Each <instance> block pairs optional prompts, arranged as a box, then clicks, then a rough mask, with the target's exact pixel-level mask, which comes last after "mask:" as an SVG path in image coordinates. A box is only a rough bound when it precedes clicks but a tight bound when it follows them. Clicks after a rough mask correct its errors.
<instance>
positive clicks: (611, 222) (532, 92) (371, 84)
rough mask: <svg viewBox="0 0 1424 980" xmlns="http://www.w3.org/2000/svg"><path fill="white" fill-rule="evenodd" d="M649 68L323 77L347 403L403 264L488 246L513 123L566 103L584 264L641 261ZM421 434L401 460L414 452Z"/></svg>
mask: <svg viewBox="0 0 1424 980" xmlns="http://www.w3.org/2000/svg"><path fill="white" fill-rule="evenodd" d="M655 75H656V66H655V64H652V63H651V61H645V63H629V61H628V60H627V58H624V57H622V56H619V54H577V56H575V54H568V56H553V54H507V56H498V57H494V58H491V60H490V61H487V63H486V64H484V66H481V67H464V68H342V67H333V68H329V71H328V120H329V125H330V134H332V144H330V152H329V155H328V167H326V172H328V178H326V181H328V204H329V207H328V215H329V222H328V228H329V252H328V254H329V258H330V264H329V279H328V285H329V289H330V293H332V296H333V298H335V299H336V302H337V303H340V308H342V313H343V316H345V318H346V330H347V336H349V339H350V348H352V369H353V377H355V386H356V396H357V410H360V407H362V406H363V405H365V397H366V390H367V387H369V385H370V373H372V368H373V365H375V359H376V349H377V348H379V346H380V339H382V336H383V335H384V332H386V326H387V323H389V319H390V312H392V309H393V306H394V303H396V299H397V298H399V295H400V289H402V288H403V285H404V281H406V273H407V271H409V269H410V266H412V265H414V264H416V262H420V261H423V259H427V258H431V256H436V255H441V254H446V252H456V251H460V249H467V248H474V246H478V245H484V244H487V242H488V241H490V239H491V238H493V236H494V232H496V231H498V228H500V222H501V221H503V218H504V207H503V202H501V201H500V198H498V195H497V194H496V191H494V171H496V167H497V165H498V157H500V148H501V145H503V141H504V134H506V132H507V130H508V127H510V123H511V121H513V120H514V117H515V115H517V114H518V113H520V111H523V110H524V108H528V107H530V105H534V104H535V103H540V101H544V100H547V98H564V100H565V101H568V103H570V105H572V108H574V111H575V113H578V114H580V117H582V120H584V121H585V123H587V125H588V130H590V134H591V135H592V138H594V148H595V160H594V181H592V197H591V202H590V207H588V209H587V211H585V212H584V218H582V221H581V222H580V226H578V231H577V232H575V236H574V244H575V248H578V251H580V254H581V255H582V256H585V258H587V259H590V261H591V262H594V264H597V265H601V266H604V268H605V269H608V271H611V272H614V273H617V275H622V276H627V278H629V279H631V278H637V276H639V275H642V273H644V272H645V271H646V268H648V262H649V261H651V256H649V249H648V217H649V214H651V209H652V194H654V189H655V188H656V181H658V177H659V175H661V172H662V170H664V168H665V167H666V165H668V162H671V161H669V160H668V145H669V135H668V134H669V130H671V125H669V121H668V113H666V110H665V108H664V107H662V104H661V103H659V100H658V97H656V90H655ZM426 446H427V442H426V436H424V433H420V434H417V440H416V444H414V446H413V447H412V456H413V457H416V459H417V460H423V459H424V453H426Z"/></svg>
• • •
» **Required action**
Taking the listing above, write all of it out exactly.

» **Task output**
Each <instance> block pairs optional prompts, arranged as a box, then clicks, then a rough mask, with the target's exact pixel-level mask, which comes last after "mask:" as an SVG path in image coordinates. A box is only a rough bound when it precedes clicks but a tight bound when it follows them. Clicks after a rough mask correct its errors.
<instance>
positive clicks: (611, 222) (532, 92) (371, 84)
rough mask: <svg viewBox="0 0 1424 980" xmlns="http://www.w3.org/2000/svg"><path fill="white" fill-rule="evenodd" d="M649 68L323 77L347 403L403 264L488 246L513 123L566 103L584 264L641 261ZM421 434L401 460L414 452Z"/></svg>
mask: <svg viewBox="0 0 1424 980" xmlns="http://www.w3.org/2000/svg"><path fill="white" fill-rule="evenodd" d="M655 75H656V66H655V64H652V63H651V61H645V63H629V61H628V60H627V58H624V57H622V56H619V54H577V56H575V54H568V56H553V54H507V56H498V57H494V58H491V60H490V61H487V63H486V64H484V66H481V67H464V68H342V67H333V68H329V71H328V120H329V125H330V134H332V144H330V152H329V155H328V167H326V172H328V178H326V181H328V204H329V207H328V215H329V222H328V228H329V252H328V254H329V258H330V264H329V279H328V285H329V289H330V293H332V296H333V298H335V299H336V302H337V303H340V308H342V313H343V316H345V318H346V330H347V336H349V339H350V348H352V369H353V377H355V386H356V396H357V410H360V407H362V406H363V405H365V397H366V390H367V387H369V385H370V373H372V368H373V365H375V359H376V349H377V348H379V346H380V339H382V336H383V335H384V332H386V326H387V323H389V319H390V312H392V309H393V306H394V303H396V299H397V298H399V295H400V289H402V288H403V285H404V281H406V273H407V271H409V269H410V266H412V265H414V264H416V262H420V261H423V259H427V258H431V256H436V255H441V254H446V252H456V251H460V249H467V248H474V246H478V245H484V244H487V242H488V241H490V239H491V238H493V236H494V232H496V231H498V228H500V222H501V221H503V218H504V207H503V202H501V201H500V198H498V195H497V194H496V191H494V171H496V167H497V165H498V157H500V148H501V145H503V141H504V134H506V132H507V130H508V127H510V123H511V121H513V120H514V117H515V115H517V114H518V113H520V111H523V110H524V108H528V107H530V105H534V104H535V103H540V101H544V100H547V98H564V100H565V101H568V103H570V105H572V108H574V111H575V113H578V114H580V117H582V120H584V121H585V123H587V125H588V130H590V134H591V135H592V138H594V148H595V160H594V181H592V197H591V202H590V207H588V209H587V211H585V212H584V218H582V221H581V222H580V226H578V231H577V232H575V236H574V244H575V248H578V251H580V254H581V255H582V256H585V258H587V259H590V261H591V262H594V264H597V265H601V266H604V268H605V269H608V271H611V272H614V273H617V275H622V276H627V278H629V279H631V278H637V276H639V275H642V273H644V272H645V271H646V268H648V262H649V261H651V256H649V249H648V217H649V214H651V209H652V194H654V189H655V188H656V181H658V177H659V175H661V172H662V170H664V168H665V167H666V165H668V162H671V161H669V160H668V145H669V135H668V134H669V130H671V125H669V121H668V113H666V110H665V108H664V107H662V104H661V103H659V100H658V97H656V90H655ZM426 446H427V442H426V436H424V433H420V434H417V440H416V444H414V446H413V447H412V456H413V457H416V459H417V460H423V459H424V453H426Z"/></svg>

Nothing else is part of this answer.